* **WHAT THE TASK ASKS**
Beginning at the line that holds "the dock, place", restate each line exactly through the final line of the records. Include both of those lines.

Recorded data
= = = = =
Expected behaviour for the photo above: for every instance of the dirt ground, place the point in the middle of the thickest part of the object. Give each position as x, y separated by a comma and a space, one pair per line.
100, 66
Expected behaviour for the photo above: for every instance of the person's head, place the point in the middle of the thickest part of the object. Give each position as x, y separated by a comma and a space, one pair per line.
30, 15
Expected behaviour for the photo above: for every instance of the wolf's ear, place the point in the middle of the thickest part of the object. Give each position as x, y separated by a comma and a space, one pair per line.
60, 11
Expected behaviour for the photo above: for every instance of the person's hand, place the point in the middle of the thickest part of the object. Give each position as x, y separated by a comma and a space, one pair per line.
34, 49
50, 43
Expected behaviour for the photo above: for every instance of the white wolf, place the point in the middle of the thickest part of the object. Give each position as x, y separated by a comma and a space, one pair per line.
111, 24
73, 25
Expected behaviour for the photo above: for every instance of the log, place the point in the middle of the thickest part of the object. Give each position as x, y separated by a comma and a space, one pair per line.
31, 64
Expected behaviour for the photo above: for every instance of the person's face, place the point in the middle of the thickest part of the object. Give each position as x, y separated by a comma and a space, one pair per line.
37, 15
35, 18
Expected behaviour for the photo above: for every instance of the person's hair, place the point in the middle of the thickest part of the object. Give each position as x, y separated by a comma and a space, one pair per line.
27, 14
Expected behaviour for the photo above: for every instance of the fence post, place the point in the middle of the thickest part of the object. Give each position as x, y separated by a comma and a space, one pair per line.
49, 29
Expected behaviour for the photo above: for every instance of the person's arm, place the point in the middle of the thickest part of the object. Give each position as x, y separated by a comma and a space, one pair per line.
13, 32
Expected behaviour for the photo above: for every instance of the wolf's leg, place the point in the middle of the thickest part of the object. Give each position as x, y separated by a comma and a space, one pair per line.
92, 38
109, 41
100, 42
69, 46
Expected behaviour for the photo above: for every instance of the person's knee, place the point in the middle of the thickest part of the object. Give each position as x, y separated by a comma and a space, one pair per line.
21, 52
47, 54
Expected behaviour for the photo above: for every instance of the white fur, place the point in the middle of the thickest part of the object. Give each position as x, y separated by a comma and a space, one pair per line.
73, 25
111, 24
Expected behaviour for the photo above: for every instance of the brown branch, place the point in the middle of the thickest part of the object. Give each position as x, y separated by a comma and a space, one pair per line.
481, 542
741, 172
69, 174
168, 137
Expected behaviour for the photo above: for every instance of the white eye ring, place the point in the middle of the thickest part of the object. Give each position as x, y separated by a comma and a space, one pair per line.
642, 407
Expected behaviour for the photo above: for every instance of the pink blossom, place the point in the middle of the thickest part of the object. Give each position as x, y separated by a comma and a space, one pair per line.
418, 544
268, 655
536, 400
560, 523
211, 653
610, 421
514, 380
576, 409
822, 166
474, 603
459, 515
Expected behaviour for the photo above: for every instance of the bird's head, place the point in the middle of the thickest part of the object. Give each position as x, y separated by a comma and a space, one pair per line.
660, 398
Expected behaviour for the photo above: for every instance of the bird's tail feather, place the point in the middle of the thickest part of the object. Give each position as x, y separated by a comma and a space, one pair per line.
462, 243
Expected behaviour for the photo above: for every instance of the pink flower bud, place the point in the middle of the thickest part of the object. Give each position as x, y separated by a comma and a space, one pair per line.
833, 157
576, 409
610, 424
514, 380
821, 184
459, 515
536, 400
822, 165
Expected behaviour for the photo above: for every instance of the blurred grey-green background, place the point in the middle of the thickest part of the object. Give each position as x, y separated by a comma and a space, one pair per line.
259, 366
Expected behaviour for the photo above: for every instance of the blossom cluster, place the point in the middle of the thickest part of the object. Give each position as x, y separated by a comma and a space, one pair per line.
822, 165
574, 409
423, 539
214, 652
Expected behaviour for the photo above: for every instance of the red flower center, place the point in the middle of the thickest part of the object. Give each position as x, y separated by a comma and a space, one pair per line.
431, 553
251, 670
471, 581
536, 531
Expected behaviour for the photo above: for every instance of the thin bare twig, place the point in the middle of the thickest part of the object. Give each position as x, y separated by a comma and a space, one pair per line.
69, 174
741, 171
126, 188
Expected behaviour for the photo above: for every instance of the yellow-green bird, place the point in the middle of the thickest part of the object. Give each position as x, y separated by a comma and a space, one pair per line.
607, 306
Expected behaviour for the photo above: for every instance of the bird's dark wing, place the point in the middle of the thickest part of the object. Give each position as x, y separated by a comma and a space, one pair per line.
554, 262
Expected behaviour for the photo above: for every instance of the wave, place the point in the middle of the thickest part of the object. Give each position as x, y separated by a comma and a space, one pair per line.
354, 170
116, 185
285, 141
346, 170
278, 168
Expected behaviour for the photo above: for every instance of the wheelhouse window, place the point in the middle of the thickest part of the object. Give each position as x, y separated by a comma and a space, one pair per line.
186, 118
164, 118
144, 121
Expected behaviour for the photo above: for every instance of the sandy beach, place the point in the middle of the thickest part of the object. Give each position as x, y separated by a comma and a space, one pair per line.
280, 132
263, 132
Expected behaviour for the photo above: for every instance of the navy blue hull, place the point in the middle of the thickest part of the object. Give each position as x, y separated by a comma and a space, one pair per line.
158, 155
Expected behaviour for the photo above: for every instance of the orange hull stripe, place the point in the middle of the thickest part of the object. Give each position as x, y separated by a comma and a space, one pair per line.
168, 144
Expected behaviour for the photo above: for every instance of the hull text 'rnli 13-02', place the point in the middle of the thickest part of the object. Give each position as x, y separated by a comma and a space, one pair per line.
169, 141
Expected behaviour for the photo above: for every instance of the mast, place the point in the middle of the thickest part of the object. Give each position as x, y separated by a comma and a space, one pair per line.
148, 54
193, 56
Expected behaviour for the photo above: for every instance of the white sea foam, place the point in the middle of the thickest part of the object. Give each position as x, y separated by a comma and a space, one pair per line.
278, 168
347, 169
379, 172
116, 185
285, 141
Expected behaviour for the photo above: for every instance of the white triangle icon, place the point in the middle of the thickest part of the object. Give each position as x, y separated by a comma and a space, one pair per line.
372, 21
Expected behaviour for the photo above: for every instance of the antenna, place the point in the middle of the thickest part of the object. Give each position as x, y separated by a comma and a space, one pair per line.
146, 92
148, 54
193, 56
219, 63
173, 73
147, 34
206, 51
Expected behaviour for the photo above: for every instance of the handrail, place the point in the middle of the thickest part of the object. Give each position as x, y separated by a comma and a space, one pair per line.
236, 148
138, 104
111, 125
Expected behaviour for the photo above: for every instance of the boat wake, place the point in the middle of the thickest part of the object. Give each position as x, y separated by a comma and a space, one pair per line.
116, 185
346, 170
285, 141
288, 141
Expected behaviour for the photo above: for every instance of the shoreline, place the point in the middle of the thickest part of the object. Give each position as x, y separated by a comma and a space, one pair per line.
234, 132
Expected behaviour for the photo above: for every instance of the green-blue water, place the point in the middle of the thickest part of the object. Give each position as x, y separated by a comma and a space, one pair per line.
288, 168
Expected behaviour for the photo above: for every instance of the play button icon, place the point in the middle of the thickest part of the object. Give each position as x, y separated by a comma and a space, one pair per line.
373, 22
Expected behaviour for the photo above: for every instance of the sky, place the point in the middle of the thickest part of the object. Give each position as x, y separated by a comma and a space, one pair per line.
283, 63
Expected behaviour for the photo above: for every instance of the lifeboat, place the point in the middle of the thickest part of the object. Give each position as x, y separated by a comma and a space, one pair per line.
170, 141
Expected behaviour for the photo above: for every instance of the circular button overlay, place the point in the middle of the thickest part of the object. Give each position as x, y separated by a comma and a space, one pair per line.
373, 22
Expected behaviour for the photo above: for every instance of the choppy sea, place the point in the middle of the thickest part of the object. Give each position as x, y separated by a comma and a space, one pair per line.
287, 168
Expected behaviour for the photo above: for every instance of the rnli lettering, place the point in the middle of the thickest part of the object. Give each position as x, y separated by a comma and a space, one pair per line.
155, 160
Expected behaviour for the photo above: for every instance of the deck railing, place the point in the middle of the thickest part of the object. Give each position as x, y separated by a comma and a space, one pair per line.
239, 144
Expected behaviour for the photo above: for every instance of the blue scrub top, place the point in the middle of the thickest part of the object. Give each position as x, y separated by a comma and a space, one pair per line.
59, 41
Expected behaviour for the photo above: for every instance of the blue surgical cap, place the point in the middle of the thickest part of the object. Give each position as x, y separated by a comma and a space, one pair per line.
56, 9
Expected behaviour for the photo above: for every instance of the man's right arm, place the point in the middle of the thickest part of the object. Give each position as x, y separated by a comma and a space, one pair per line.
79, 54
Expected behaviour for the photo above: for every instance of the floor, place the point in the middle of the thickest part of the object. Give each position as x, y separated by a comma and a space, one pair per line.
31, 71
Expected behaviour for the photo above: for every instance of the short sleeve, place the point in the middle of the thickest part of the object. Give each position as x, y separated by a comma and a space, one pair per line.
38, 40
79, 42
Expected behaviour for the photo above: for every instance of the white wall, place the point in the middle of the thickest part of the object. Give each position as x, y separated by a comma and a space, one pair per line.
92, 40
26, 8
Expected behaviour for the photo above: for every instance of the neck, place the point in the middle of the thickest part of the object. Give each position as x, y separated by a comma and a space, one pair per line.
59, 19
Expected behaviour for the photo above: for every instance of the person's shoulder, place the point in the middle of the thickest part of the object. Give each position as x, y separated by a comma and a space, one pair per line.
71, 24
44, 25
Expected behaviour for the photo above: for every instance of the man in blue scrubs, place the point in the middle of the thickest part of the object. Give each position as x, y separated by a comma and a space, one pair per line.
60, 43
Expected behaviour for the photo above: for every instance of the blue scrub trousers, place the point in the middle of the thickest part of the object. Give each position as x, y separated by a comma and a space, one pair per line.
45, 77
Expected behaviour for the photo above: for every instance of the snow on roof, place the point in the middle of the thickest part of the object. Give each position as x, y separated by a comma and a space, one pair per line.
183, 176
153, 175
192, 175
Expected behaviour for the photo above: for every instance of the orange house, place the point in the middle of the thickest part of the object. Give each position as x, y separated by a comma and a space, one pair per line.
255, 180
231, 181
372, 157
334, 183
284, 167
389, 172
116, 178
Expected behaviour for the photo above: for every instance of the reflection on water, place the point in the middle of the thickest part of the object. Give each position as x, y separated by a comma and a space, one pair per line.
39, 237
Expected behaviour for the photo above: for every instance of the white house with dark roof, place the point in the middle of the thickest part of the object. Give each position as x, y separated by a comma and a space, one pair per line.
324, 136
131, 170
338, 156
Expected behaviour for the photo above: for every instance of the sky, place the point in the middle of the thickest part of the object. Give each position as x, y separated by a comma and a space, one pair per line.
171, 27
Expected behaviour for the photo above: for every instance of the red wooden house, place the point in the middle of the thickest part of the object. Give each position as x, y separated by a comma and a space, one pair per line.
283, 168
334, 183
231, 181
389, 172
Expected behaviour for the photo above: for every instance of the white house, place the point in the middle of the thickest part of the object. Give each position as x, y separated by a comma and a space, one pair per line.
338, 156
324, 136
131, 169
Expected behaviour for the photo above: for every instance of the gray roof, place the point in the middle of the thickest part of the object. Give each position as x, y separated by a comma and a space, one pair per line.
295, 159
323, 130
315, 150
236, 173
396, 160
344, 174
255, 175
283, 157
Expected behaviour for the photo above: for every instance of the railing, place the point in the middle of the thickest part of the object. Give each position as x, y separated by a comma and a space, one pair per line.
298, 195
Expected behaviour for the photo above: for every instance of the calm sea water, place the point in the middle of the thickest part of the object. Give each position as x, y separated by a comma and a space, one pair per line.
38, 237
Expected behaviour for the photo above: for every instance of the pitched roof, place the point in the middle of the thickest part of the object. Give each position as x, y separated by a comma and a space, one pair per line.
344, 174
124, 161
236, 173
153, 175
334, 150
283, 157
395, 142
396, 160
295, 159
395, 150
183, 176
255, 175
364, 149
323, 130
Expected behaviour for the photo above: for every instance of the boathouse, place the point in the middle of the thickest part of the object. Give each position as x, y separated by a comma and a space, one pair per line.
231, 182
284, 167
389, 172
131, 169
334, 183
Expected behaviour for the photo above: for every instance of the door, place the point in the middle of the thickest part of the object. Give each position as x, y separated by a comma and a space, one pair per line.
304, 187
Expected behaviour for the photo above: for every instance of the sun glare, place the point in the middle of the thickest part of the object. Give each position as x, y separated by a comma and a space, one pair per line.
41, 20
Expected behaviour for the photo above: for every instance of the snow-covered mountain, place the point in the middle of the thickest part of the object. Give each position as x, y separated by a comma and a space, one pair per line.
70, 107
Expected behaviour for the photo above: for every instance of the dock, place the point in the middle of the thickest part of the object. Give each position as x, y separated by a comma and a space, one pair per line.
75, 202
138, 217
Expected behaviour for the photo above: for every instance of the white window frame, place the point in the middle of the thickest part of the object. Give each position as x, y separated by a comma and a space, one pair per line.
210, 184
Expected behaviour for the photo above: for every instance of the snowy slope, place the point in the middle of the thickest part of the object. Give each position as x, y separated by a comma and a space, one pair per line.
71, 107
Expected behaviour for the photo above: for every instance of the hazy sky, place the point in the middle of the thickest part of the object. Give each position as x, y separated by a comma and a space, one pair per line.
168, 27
= = = = =
* **COMPLETED TASK**
Expected behaviour for the photo above: for every instance of the dock, place the point in the middle of the thickest part of the object. Give each position as x, y separated by a comma and a space, one pair per line.
75, 202
138, 217
Expected behaviour for the photo above: for every instance of the white window frame, place the point in the middle of the thickest part of the object. Give each position as x, y separated by a comma and a space, one pair per line.
210, 184
Expected behaviour for the photo above: for every instance of the snowy slope, place the point in the middle of the thickest part of the object. Give each position as x, y separated by a comma and a space, one pair per line.
71, 107
Expected behaviour for the photo above: for every instance of the hazy sky, place the point in the middle of the thickest part of the object. Give each position as x, y separated by a comma and a space, one pair per line.
168, 27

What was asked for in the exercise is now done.